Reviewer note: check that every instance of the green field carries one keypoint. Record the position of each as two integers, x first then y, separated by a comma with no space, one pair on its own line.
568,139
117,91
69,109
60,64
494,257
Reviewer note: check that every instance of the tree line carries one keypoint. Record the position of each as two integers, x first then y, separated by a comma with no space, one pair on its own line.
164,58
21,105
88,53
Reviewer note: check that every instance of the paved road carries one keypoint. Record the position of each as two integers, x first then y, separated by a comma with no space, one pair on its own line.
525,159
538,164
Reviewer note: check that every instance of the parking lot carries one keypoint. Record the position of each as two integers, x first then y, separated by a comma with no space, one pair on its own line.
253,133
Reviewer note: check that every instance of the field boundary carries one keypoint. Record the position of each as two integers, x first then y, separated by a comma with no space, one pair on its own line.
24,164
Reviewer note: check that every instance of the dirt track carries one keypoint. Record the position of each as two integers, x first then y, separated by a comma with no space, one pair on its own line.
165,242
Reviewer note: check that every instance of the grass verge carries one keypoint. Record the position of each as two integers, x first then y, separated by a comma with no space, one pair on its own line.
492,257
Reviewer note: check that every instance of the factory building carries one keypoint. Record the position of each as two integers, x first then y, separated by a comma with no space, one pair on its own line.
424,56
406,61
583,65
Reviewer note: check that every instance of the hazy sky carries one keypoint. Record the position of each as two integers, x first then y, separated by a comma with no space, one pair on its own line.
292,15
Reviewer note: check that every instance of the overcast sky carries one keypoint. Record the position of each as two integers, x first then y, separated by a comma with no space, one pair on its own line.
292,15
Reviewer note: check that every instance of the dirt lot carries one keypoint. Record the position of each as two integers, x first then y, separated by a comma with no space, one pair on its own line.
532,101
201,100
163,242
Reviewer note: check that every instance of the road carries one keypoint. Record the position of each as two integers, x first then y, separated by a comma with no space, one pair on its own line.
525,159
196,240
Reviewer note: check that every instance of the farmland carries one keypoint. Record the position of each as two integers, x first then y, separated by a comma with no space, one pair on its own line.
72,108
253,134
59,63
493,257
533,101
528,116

TASK TO COMPLETE
A word-for-word restatement of the lines running from the one with "Reviewer note: check that every instance of the farmland" to the last line of the records is the whole answer.

SOLUTION FOR THIS EXERCISE
Reviewer note: check that every instance of the farmland carries one keypoint. Record the position of each as two integers, x first then y, separated by a comma with no space, one pair on its own line.
72,108
253,134
59,63
493,257
533,101
528,116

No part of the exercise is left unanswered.